## Given task
Gather every line in the rows below that contains the string "Draw", treating uppercase and lowercase as distinct.

** Start of Excerpted data **

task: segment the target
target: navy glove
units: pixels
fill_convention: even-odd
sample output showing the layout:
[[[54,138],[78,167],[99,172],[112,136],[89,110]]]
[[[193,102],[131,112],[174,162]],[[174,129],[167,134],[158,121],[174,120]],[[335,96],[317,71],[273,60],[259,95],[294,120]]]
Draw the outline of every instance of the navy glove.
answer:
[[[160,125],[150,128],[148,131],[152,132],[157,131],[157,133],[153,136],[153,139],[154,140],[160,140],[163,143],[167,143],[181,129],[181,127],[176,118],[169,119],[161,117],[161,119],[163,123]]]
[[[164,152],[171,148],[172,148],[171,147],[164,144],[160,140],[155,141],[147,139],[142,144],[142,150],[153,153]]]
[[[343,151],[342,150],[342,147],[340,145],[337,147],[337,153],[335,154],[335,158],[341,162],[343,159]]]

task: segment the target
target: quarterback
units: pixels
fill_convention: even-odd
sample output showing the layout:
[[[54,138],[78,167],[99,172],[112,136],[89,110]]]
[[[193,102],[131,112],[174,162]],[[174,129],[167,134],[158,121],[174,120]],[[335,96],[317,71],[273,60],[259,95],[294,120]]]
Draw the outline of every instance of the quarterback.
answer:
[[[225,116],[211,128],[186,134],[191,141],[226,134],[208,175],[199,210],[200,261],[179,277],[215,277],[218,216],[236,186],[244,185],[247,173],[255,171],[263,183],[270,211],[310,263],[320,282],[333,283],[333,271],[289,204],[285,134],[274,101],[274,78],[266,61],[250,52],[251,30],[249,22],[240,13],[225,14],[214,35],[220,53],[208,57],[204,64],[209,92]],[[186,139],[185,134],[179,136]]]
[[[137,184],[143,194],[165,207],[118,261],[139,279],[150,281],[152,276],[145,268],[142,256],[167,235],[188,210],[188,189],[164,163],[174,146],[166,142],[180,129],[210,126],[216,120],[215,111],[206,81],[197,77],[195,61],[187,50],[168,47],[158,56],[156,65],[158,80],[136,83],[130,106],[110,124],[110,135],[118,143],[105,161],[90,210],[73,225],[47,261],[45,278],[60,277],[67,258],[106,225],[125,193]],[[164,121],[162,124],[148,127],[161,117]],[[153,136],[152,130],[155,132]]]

** End of Excerpted data **

## Task output
Draw the outline of every instance of the navy glove.
Draw the outline of every instance of the quarterback.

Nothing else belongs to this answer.